(EXERCISE BRIEF): Select all lines holding the word "wrought" from the entries that follow.

(RECORDS FOR THIS EXERCISE):
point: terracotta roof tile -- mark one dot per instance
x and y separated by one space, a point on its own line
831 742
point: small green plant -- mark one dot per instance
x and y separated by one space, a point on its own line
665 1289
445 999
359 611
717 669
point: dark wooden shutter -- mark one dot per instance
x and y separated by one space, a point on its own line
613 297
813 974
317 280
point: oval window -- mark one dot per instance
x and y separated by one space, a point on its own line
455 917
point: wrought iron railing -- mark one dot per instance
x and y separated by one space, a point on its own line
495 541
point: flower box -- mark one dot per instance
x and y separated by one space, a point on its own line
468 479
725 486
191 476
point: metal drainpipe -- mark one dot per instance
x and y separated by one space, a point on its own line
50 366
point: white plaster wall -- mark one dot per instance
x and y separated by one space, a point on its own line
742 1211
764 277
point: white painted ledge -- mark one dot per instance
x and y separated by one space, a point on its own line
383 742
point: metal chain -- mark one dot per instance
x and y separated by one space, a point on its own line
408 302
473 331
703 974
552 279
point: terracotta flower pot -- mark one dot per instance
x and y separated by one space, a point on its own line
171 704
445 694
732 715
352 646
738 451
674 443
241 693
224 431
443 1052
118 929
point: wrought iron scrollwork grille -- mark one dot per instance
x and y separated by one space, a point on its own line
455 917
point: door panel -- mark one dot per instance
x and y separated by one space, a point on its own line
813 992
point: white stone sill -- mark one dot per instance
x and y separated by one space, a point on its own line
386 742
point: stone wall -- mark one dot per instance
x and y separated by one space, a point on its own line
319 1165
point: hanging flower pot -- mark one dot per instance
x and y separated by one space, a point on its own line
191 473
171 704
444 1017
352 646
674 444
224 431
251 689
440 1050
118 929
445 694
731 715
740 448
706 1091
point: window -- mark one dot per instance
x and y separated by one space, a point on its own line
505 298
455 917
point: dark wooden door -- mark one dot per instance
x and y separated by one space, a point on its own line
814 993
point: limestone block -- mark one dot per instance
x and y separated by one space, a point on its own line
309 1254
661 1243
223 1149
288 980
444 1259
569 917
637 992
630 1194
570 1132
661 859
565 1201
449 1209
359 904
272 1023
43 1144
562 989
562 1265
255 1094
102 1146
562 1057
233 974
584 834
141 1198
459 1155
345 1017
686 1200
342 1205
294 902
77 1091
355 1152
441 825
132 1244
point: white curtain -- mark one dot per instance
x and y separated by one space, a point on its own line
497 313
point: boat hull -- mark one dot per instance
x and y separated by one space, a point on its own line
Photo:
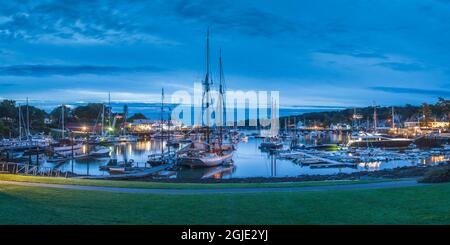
381 143
201 162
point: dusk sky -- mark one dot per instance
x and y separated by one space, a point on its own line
321 53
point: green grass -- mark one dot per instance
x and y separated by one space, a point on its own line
162 185
412 205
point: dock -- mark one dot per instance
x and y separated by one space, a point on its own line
133 175
325 162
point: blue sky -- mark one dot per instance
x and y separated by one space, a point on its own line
315 52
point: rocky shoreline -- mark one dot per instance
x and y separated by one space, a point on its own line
396 173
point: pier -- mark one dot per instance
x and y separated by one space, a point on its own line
322 161
132 175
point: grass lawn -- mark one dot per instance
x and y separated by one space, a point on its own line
140 184
412 205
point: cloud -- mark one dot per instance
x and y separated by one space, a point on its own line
75 22
48 70
351 51
398 66
220 14
398 90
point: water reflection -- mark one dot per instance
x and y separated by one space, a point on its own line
248 160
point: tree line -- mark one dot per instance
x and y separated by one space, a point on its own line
41 122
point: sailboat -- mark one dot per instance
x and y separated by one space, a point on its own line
272 142
65 148
208 154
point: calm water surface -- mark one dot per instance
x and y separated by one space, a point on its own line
248 160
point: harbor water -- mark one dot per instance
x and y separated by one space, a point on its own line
248 161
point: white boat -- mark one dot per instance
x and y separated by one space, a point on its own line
116 170
199 154
66 147
208 159
363 139
126 138
100 152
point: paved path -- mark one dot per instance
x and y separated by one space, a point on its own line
377 185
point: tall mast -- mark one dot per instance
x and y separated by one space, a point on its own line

(RESPONSE TO THE TASK):
point: wrought iron railing -- mark one dot per instance
point: wrought iron scrollwork grille -- mark one dot per instance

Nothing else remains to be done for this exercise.